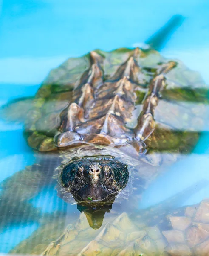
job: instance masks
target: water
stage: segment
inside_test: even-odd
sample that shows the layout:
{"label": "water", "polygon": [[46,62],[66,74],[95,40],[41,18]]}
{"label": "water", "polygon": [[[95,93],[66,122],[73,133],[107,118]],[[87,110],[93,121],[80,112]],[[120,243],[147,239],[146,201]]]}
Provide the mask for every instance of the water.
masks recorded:
{"label": "water", "polygon": [[[171,37],[170,40],[162,49],[162,54],[168,58],[182,60],[189,67],[200,72],[206,82],[208,84],[209,82],[206,58],[209,52],[207,44],[209,41],[207,36],[208,35],[207,17],[209,9],[206,1],[198,3],[196,1],[192,2],[184,1],[181,3],[177,1],[175,4],[168,4],[161,1],[158,2],[157,4],[153,3],[151,6],[149,4],[149,6],[146,3],[141,3],[139,6],[139,4],[135,2],[133,3],[133,5],[127,6],[126,3],[122,1],[120,2],[120,12],[118,12],[114,10],[118,9],[119,3],[110,4],[107,2],[102,2],[94,3],[93,5],[93,3],[90,2],[87,6],[86,3],[82,3],[81,4],[81,3],[77,2],[64,8],[63,6],[67,4],[61,1],[57,9],[56,3],[50,4],[46,1],[41,3],[38,3],[37,6],[33,7],[36,13],[30,7],[31,4],[29,2],[28,3],[23,2],[20,2],[16,5],[4,3],[2,31],[5,33],[10,29],[11,35],[12,35],[4,37],[1,43],[4,50],[0,59],[2,66],[0,74],[1,82],[5,83],[0,85],[1,104],[20,96],[33,96],[39,86],[36,84],[41,82],[51,68],[57,66],[68,57],[79,56],[98,48],[110,50],[121,46],[136,46],[140,42],[144,41],[172,15],[176,13],[181,14],[187,18]],[[100,15],[101,5],[103,10]],[[138,9],[141,10],[140,15],[138,15]],[[162,9],[164,10],[164,12],[161,11]],[[12,19],[10,20],[9,18],[11,15],[8,10],[11,9],[15,15],[13,15]],[[36,20],[40,17],[42,18],[43,15],[46,19],[47,17],[48,17],[52,9],[56,10],[55,18],[53,20],[54,25],[56,25],[55,26],[48,20],[46,21],[46,20],[41,24],[38,23],[34,25],[33,23],[35,23]],[[67,14],[66,10],[68,10]],[[150,14],[149,18],[148,11]],[[69,15],[69,12],[77,13],[78,15]],[[95,14],[96,14],[96,17]],[[127,17],[124,18],[124,17]],[[98,21],[96,24],[96,17]],[[31,26],[26,26],[30,20],[33,22]],[[14,27],[12,23],[14,22],[17,22],[22,29]],[[73,25],[69,30],[67,24]],[[140,27],[138,24],[140,24]],[[91,29],[92,27],[93,29]],[[136,31],[139,30],[141,32],[136,33]],[[66,35],[66,31],[71,32],[69,35]],[[97,36],[95,40],[88,39],[86,40],[86,43],[83,44],[84,38],[93,38],[93,36],[95,38],[95,34]],[[54,35],[56,35],[55,40]],[[16,36],[17,40],[11,40],[10,36]],[[38,38],[40,40],[34,41],[34,37],[36,39]],[[51,39],[50,45],[48,43],[49,38]],[[110,40],[110,38],[113,40]],[[23,40],[23,38],[25,40]],[[8,44],[9,41],[10,43]],[[0,128],[0,146],[2,149],[0,152],[0,166],[2,170],[0,176],[1,181],[24,169],[26,166],[32,164],[35,158],[22,135],[21,124],[11,124],[1,121]],[[136,196],[136,193],[133,194],[130,203],[120,204],[120,202],[116,201],[113,204],[110,213],[106,213],[102,227],[104,227],[106,223],[112,222],[119,214],[125,212],[130,218],[133,218],[133,216],[132,221],[135,225],[136,223],[138,225],[138,229],[135,230],[128,222],[126,217],[123,216],[122,222],[117,227],[119,230],[122,230],[128,236],[131,231],[138,232],[140,227],[142,226],[144,228],[147,225],[146,217],[143,217],[145,219],[144,222],[138,221],[141,215],[146,214],[147,209],[145,209],[158,205],[164,201],[164,206],[169,208],[170,204],[167,199],[178,193],[182,192],[183,194],[179,195],[177,199],[175,198],[172,199],[173,203],[175,202],[176,204],[175,207],[175,204],[172,204],[172,207],[174,207],[174,212],[175,209],[198,204],[201,200],[208,197],[209,186],[206,181],[209,178],[207,171],[209,135],[206,125],[203,131],[204,132],[192,153],[174,163],[167,170],[165,173],[158,176],[143,193],[141,200]],[[32,241],[31,239],[28,240],[28,245],[24,247],[23,244],[22,250],[20,250],[16,252],[22,254],[31,253],[32,252],[36,254],[41,253],[51,241],[59,238],[68,224],[76,223],[80,215],[76,205],[68,204],[58,197],[55,186],[53,183],[43,186],[37,195],[31,197],[32,198],[28,202],[33,208],[32,209],[29,209],[25,215],[18,216],[18,208],[17,207],[10,211],[10,217],[8,217],[11,218],[11,219],[0,235],[1,252],[8,253],[20,242],[32,234],[33,236]],[[188,188],[190,188],[186,190]],[[184,197],[183,196],[184,195]],[[134,198],[135,195],[136,197]],[[180,198],[181,200],[180,200]],[[132,204],[134,203],[135,207],[133,210],[131,206]],[[37,212],[34,209],[37,210]],[[139,210],[143,209],[142,212],[138,212],[138,209]],[[181,212],[181,210],[180,210],[179,212]],[[15,215],[14,213],[16,211],[17,214]],[[158,213],[163,212],[161,208],[158,211]],[[39,217],[36,219],[36,216]],[[158,218],[162,220],[164,217]],[[76,249],[76,244],[79,249],[82,249],[88,244],[87,242],[94,238],[102,229],[91,229],[83,213],[82,215],[82,220],[83,224],[81,228],[81,233],[76,239],[75,245],[73,241],[71,244],[70,248],[75,248],[77,253],[79,250],[76,251],[78,249]],[[130,227],[131,231],[129,232],[128,230]],[[86,228],[88,231],[82,231],[84,228]],[[44,228],[48,231],[43,236],[42,232]],[[33,233],[34,231],[36,233]],[[50,237],[49,233],[51,234]],[[73,235],[70,232],[70,233],[71,237]],[[206,239],[206,236],[201,239]],[[116,245],[115,237],[108,239],[115,241]],[[159,237],[157,239],[153,239],[155,241],[161,241]],[[134,240],[133,238],[133,239]],[[110,240],[107,239],[107,241]],[[68,242],[69,241],[68,239]],[[182,241],[181,242],[184,244]],[[61,244],[63,244],[61,243]],[[69,246],[67,243],[66,244],[65,247],[64,246],[62,247],[61,254],[65,255],[67,252],[69,252]],[[106,251],[104,249],[103,250],[103,252]],[[73,249],[71,251],[73,251]],[[108,255],[109,253],[107,251],[106,255]],[[142,254],[143,253],[144,251],[141,252]],[[140,254],[141,253],[138,253]]]}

- - - - -

### Task requirements
Extract each line of the data that contains the word "instance".

### Result
job: instance masks
Provide the mask for every instance of the water.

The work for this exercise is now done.